--- DATA FOR THIS EXERCISE Enclosed Below ---

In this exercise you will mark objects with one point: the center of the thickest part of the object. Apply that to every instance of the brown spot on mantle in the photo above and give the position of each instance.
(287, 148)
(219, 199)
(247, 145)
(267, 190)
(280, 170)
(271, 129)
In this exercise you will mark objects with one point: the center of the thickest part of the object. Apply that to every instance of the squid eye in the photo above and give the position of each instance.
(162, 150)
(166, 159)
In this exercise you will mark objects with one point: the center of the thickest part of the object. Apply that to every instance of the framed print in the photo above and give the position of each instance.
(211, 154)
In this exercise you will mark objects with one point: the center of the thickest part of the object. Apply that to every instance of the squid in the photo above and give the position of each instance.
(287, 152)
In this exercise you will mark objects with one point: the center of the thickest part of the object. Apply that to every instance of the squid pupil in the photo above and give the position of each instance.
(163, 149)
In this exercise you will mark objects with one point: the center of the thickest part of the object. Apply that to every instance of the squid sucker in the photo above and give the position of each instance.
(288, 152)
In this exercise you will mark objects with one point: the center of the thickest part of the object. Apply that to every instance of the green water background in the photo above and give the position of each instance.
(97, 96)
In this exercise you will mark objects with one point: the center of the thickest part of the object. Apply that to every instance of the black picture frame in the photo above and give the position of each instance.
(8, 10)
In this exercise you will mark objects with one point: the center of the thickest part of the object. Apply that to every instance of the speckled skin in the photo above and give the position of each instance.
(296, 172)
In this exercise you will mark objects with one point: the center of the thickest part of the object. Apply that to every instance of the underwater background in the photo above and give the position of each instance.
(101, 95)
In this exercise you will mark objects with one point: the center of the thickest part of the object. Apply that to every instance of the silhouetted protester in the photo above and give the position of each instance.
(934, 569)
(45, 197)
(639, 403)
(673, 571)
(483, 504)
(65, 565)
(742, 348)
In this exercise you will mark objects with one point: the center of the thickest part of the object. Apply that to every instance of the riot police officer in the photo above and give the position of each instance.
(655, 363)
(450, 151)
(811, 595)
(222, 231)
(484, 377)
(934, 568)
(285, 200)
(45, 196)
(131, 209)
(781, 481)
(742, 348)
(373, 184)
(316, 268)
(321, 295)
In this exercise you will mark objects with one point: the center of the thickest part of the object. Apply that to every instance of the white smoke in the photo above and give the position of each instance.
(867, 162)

--- End of Enclosed DATA FOR THIS EXERCISE ---

*TASK PROMPT*:
Would you please write out the entries again exactly?

*SOLUTION TO THIS TASK*:
In this exercise you will mark objects with one point: the center of the thickest part of the object. Apply that to every instance of the brown spot on mantle in the photo above and give the position of each instance.
(287, 148)
(219, 199)
(247, 145)
(267, 190)
(280, 170)
(271, 129)
In this exercise you will mark objects with one point: the center of the thickest part of the object. Apply that to every instance of the squid eye in the photo above and give the position of each instance.
(162, 150)
(166, 159)
In this exercise you will mark objects with one point: the center of the thickest part of the object. Apply that to every instance of the framed print in the photo above and give the position of each instance.
(211, 154)
In this exercise you will mark objects with one point: the center of the thickest part of the object. Apply that to every instance of the squid in the photo above and give the position of each instance.
(287, 152)
In this exercise you will mark objects with one point: the center of the thickest part of the object. Apply that to every instance of the squid pupil in the photo above and give the position of each instance.
(163, 149)
In this exercise you will mark objects with one point: the center of the thickest part of the object. Apply that to every instance of the squid sucker in the photo above and give the position of each instance.
(288, 152)
In this exercise you will mark objects with one point: the center of the thickest part of the object. Apply that to every instance of the green water background in the photo above and give the position of each instance.
(97, 96)
In this exercise you will mark objects with one point: the center of the thickest part of the object. Apply that to every instance of the black picture frame in the photo above and give the position of each instance.
(8, 10)
In this exercise you will mark objects with one point: the center of the thickest part of the object. Apply that to every instance of the speckled skin in the photo above and give the position of each instance.
(296, 172)
In this exercise you will mark objects with one point: the center of the thickest part of the object. Apply that to every instance of the underwater background in the photo above and give the position of each instance.
(101, 95)
In this exercise you will mark objects with one point: the center of the thickest part of the object. Apply that to every instance of the silhouetted protester in the photo above and give the position of each instance.
(934, 569)
(45, 197)
(639, 403)
(673, 571)
(483, 504)
(65, 565)
(742, 348)
In this exercise you will mark objects with one point: the center of the thickest part of the object. Apply that to every instance of the riot police officer in the photo above and give the position of each instance.
(655, 363)
(450, 151)
(811, 595)
(222, 231)
(484, 377)
(934, 568)
(285, 200)
(45, 196)
(131, 209)
(781, 481)
(742, 348)
(373, 184)
(316, 268)
(321, 295)
In this exercise you will mark objects with one point: the center of the thickest part of the object. Apply that to every instance of the white smoke in the photo above and give the position of each instance.
(867, 162)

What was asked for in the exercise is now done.